→ Obiettivo: Aggiorna le righe comprese tra quella che contiene "the goat's shadow." e quella che contiene "[[90, 195, 263, 234]]", entrambe incluse, sostituendo "shadow" con "silhouette" e lasciando invariato tutto il resto. Riporta solo queste righe.

+-------+

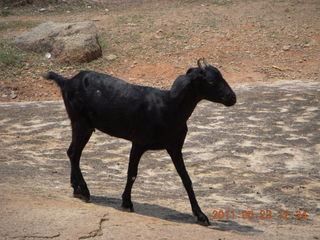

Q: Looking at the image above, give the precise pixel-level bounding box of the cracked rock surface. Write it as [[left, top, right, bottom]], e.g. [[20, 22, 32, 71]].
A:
[[0, 81, 320, 240]]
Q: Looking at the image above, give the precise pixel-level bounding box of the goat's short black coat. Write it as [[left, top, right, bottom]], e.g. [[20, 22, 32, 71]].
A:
[[62, 71, 188, 149]]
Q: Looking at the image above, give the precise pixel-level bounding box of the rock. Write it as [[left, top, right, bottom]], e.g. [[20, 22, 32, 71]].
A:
[[14, 22, 102, 63]]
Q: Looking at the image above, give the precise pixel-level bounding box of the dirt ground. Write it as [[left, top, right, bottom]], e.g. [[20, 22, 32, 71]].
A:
[[0, 80, 320, 240], [0, 0, 320, 102], [0, 0, 320, 240]]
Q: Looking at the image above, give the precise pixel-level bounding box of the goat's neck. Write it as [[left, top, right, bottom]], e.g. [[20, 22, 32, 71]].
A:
[[170, 75, 201, 122]]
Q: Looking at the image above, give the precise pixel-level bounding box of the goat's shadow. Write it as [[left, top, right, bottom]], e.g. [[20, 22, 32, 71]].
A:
[[90, 195, 263, 234]]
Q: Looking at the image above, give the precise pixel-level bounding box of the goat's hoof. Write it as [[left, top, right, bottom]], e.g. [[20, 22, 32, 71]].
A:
[[73, 186, 90, 202], [121, 203, 134, 212], [197, 213, 210, 226], [73, 193, 90, 202]]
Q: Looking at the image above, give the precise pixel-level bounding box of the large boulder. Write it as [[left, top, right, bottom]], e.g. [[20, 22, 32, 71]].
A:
[[14, 22, 102, 63]]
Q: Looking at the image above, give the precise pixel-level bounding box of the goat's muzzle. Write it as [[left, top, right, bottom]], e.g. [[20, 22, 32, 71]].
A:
[[223, 92, 237, 107]]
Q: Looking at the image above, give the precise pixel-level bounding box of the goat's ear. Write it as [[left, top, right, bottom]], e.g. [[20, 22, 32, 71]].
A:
[[187, 68, 195, 75]]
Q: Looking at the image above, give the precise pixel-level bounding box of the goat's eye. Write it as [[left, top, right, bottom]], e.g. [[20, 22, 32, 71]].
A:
[[207, 79, 215, 85]]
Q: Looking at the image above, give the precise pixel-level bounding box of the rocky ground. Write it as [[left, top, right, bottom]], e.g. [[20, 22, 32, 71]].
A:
[[0, 81, 320, 240], [0, 0, 320, 101], [0, 0, 320, 240]]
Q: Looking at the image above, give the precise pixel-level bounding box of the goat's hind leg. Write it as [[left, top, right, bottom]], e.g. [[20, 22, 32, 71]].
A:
[[167, 148, 210, 226], [67, 122, 93, 202], [122, 144, 146, 212]]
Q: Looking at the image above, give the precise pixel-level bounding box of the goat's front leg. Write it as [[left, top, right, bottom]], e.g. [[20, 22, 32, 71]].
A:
[[167, 149, 210, 226], [67, 122, 93, 202], [122, 143, 146, 212]]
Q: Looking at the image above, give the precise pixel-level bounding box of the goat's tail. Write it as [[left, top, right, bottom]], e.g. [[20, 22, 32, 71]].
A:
[[43, 72, 68, 88]]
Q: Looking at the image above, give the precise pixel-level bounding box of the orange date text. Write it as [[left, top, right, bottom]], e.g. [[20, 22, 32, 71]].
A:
[[211, 209, 309, 220]]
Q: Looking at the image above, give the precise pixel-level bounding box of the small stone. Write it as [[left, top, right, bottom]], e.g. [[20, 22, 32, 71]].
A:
[[106, 54, 118, 61], [44, 53, 51, 59], [10, 91, 17, 99]]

+-------+

→ Risultato:
Q: Looking at the image above, give the precise pixel-level bounding box of the goat's silhouette. Write it as [[left, top, right, bottom]], e.g. [[20, 22, 32, 71]].
A:
[[90, 195, 263, 234]]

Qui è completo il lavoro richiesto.